▶ _TRAVAIL DEMANDÉ_:
A: Dans le texte sur les rêves, quel genre de rêves font les schizophrènes ?
B: Recopiez le passage du texte sur les rêves qui va de « Bon, bon. Quoi » jusqu'à « un autre rendez-vous. ».

Bon, bon. Quoi encore? Elle parle vite, par rafales nerveuses. Parfois j’ai peine à la comprendre et je dois lui demander de répéter une phrase, un mot. Je sens bien qu’elle aussi guette mes réactions. Vais-je prendre un air rassurant et démystificateur? Vais-je rouler des yeux catastrophés? Elle attend un verdict. Or, que je banalise son rêve ou que je le dramatise, elle sera déçue, je le sens. Je ne me prononce donc pas. Impénétrable, je lui fixe un autre rendez-vous.


Entretemps, je réfléchis à ce que je pourrai lui répondre si elle me demande la signification de ce rêve. Me revoilà oniromancien! On n’y coupe pas. Tout le monde rêve, et beaucoup de gens veulent comprendre leurs rêves. Certains sujets, très rationnels, ou très frustes, ou les deux à la fois, prétendent ne jamais rêver. En réalité, ils ne se souviennent pas de leurs rêves. Les alexithymiques en sont un exemple*. Dans un tout autre style, les schizophrènes, eux, font curieusement des rêves très banals. Comme si leur esprit n’était déjà que trop chargé d’étrangeté à l’état de veille pour s’infliger des scenarios bizarres pendant le sommeil.

▶ _ENREGISTREMENTS FOURNIS_:

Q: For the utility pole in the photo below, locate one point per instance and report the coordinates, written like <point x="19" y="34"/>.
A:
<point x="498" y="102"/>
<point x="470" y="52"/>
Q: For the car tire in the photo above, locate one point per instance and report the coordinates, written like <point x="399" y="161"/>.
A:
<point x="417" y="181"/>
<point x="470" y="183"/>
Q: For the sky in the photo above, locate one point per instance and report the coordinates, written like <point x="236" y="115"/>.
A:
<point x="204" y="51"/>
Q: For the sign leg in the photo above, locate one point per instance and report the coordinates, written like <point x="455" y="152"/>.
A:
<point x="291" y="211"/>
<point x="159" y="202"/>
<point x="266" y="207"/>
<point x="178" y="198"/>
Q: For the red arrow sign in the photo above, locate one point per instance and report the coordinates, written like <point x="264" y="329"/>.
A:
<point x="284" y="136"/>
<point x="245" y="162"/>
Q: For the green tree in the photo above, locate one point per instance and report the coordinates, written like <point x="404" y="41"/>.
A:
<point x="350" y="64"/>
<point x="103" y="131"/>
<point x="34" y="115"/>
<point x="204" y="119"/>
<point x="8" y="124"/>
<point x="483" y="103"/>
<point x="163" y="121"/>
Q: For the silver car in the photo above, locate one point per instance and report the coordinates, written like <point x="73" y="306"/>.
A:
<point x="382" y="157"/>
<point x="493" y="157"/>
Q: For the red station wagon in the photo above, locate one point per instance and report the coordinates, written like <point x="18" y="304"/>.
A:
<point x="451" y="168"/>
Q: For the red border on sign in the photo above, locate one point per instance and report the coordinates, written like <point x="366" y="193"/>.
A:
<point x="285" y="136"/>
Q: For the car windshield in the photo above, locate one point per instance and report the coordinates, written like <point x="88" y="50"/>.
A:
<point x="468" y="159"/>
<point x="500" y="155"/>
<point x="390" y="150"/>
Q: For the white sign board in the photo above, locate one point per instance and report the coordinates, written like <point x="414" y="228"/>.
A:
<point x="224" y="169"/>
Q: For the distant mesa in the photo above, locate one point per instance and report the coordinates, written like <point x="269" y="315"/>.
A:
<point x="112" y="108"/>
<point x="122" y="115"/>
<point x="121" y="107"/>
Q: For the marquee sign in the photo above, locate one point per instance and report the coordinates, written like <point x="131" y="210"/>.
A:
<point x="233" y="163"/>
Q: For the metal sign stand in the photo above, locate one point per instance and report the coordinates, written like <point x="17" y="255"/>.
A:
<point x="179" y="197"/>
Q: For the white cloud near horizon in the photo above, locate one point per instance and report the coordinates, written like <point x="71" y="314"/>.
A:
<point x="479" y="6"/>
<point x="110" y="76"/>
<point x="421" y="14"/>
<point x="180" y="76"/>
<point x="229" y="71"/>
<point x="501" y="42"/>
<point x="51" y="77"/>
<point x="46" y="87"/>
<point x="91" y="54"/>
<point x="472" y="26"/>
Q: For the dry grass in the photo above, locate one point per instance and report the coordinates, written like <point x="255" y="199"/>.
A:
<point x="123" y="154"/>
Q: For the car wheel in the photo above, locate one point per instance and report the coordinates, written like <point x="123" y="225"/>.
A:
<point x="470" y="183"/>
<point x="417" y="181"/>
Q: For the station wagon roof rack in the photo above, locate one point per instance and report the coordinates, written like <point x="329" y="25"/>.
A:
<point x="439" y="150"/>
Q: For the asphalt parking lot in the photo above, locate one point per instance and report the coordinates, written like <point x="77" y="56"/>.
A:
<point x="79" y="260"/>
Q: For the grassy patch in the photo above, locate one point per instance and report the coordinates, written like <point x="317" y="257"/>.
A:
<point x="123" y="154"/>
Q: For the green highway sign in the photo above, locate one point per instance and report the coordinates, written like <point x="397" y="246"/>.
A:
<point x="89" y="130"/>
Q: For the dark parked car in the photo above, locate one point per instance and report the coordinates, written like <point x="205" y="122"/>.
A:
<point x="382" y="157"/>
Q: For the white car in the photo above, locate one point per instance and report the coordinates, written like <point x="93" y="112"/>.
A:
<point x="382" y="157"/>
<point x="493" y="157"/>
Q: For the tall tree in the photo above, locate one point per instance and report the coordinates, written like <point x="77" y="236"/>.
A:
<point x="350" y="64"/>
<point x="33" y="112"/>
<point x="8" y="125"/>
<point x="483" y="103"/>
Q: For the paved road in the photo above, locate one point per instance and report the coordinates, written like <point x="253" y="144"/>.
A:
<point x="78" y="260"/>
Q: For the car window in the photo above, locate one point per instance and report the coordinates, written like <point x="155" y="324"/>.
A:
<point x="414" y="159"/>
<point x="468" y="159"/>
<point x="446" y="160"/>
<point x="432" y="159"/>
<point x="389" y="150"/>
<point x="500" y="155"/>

▶ _RÉPONSES ATTENDUES_:
A: Des rêves très banals.

B:
Bon, bon. Quoi encore? Elle parle vite, par rafales nerveuses. Parfois j’ai peine à la comprendre et je dois lui demander de répéter une phrase, un mot. Je sens bien qu’elle aussi guette mes réactions. Vais-je prendre un air rassurant et démystificateur? Vais-je rouler des yeux catastrophés? Elle attend un verdict. Or, que je banalise son rêve ou que je le dramatise, elle sera déçue, je le sens. Je ne me prononce donc pas. Impénétrable, je lui fixe un autre rendez-vous.